Text segment |
-.-.-
To retain as much performance persona as possible, the GTO package included such sporty options as dual exhaust, the ride and handling package, and Rally II wheels without trim rings. In addition, the GTO received specific color-coordinated decals, a unique grille treatment, dual outside sport mirrors, and interior doorpanel badges.

The GTO's most unique characteristic is more commonly associated with the Firebird Trans Am. A functional Shaker hoodscoop with a solenoid-operated air valve at the rear allowed the carburetor to ingest cooler air under heavy acceleration. Its actuation system incorporated a vacuum-controlled electric switch that prevented function until vacuum levels dropped below approximately 2 inches. And a temperature-sending unit located in the cylinder head prevented electrical current from passing through the vacuum switch until coolant temperature exceeded 140 degrees.

Color availability included any of the 16 regular-production Ventura exterior colors along with a few special order hues. When combined with the wide variety of interior colors, buyers could create a unique GTO. As with other V-8- powered Ventura models equipped with a manual transmission, the GTO's shifter was floor-mounted whether bucket seats or front console were ordered. Automatic cars, however, received a column-mounted shifter unless a front console was ordered-then it was relocated to the floor.

The Powertrain And SuspensionAt the heart of the GTO was the L76 350ci four-barrel engine churning out 200 hp at 4,400 rpm and 295 lb-ft at 2,800 rpm. For the first time since its debut in 1964, no optional performance equipment or larger engines were available. But rumors of specific head castings, unique camshafts, or different internal parts have obscured reality. With the discovery of Pontiac's Engine Assembly Manual from 1974, we now know that the GTO's engine is virtually identical to those found in various Pontiac models. However, the X-body did require unique exhaust manifolds with center outlets to fit its subframe. Because of this, the entire Ventura line received its own series of block codes.

Any Ventura model equipped with a manual transmission received a WP-coded engine. And any bound for California received a ZP-coded engine along with an automatic transmission. Codes YP and YS are the 49-state applications for any Ventura equipped with an automatic transmission. It does appear, however, that the GTO received only the YS. Referring to said assembly manual, we found that the YP and YS engines differ only in the EGR valve part number. Because the L76 engine was also available with single exhaust, this may indicate that different block codes were required for engines with single and dual exhaust. But we are continuing to research this theory.

Regardless of its block code, all GTO engines received cylinder head casting No. 46 with a secondary application stamp of 6H. These heads have 1.96-/1.66-inch valves and a combustion chamber volume of approximately 96cc producing a compression ratio of 7.6:1. Many believe the GTO received a unique No. 46 head with threaded rocker arm studs. But as we learned in "Heading for Controversy" (Dec. '03 HPP), all production heads assembled after May 7, 1973, received threaded studs-which means the GTO No. 46 heads are the same as those found on any other non-GTO 350ci.

Atop the cylinder heads were a cast-iron four-barrel intake manifold and a Rochester Quadra-jet carburetor. Backing the small-displacement mill were three transmissions from which buyers could choose-the standard M11 three-speed manual, the optional M20 four-speed manual, and the optional M38 automatic transmission. Power was transferred to the pavement through a leaf-sprung 8.5-inch GM 10-bolt rearend with 3.08 gears. The G80 limited-slip differential was an extra-cost option.
-.-.-
Output the passage of the GTO text above verbatim, from "The GTO's most" to "exceeded 140 degrees.".
-.-.-
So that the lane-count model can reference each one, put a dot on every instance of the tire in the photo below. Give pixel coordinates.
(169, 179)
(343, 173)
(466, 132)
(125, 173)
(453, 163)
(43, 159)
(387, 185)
-.-.-
Solution for this exercise |
The GTO's most unique characteristic is more commonly associated with the Firebird Trans Am. A functional Shaker hoodscoop with a solenoid-operated air valve at the rear allowed the carburetor to ingest cooler air under heavy acceleration. Its actuation system incorporated a vacuum-controlled electric switch that prevented function until vacuum levels dropped below approximately 2 inches. And a temperature-sending unit located in the cylinder head prevented electrical current from passing through the vacuum switch until coolant temperature exceeded 140 degrees.